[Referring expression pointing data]
__________________________________________________

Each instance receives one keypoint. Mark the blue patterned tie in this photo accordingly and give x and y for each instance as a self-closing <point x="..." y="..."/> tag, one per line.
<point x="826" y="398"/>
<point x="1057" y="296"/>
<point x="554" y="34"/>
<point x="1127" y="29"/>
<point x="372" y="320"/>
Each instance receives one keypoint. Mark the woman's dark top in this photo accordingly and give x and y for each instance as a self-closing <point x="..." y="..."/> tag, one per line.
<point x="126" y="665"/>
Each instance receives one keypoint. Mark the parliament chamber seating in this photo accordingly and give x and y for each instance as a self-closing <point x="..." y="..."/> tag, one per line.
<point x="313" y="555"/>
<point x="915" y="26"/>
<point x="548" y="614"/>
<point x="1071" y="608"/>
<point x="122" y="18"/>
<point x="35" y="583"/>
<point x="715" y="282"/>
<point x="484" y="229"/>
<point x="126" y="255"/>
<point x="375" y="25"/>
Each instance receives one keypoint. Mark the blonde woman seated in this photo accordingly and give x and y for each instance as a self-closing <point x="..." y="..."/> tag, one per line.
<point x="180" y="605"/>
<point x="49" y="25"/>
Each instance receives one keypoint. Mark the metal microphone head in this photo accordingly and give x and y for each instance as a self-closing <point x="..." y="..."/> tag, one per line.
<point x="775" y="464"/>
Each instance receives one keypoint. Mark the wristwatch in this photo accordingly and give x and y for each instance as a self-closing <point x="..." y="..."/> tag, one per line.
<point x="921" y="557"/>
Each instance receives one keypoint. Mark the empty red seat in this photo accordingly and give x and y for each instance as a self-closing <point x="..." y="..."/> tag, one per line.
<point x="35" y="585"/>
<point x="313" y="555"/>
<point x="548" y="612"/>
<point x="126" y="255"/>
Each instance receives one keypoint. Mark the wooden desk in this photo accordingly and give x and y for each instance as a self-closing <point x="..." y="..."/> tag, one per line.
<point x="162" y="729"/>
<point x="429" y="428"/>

__________________________________________________

[TRY IT]
Return every record above exactly, line by line.

[ANSWER TO THIS TASK]
Each instance receives one keypoint. Mark the blue patterned tie in this photo accordingly and give x and y for each instance as a self-closing <point x="..." y="..."/> tag, one per line.
<point x="826" y="398"/>
<point x="1057" y="296"/>
<point x="554" y="34"/>
<point x="1127" y="29"/>
<point x="372" y="320"/>
Each instance receives one keypoint. Mark the woman's dark top in this photo accordingly and give x and y for each instance as a self-closing <point x="..." y="..."/> tag, one per line.
<point x="126" y="665"/>
Each instance receives one keypoint. Mark the parliament chamber seating in this photo accordingly and give x and y for each instance as a self-closing <point x="..." y="..."/> tag, one per line.
<point x="313" y="555"/>
<point x="915" y="26"/>
<point x="548" y="614"/>
<point x="1071" y="608"/>
<point x="122" y="18"/>
<point x="35" y="583"/>
<point x="715" y="282"/>
<point x="484" y="229"/>
<point x="126" y="255"/>
<point x="375" y="25"/>
Each instance receives one keypoint. Mark the blonde woman seated in this photo accordingly and give x and y for each instance as a self-closing <point x="..." y="..."/> tag, one per line.
<point x="180" y="605"/>
<point x="49" y="25"/>
Each instance receives one keypoint. Mark the metal microphone head in this photo accordingly and give x and y for each instance as a self-closing <point x="..." y="..."/> tag, one per line.
<point x="775" y="464"/>
Each instance receives one keypoint. Mark the wristwatch in this photo accordingly and give x and y for each instance as a self-closing <point x="..." y="..."/> tag, one per line.
<point x="921" y="557"/>
Each instance receives one keypoint. Mark the empty red seat in this photo accordingly and give x and y for each instance as a self-closing <point x="..." y="..."/> tag, one per line.
<point x="35" y="585"/>
<point x="313" y="555"/>
<point x="548" y="612"/>
<point x="126" y="255"/>
Each instance receives one keypoint. Mark the wooden desk in this photo accordingly and give x and y for each instance as a self-closing <point x="..." y="..."/> tag, one per line.
<point x="162" y="729"/>
<point x="429" y="428"/>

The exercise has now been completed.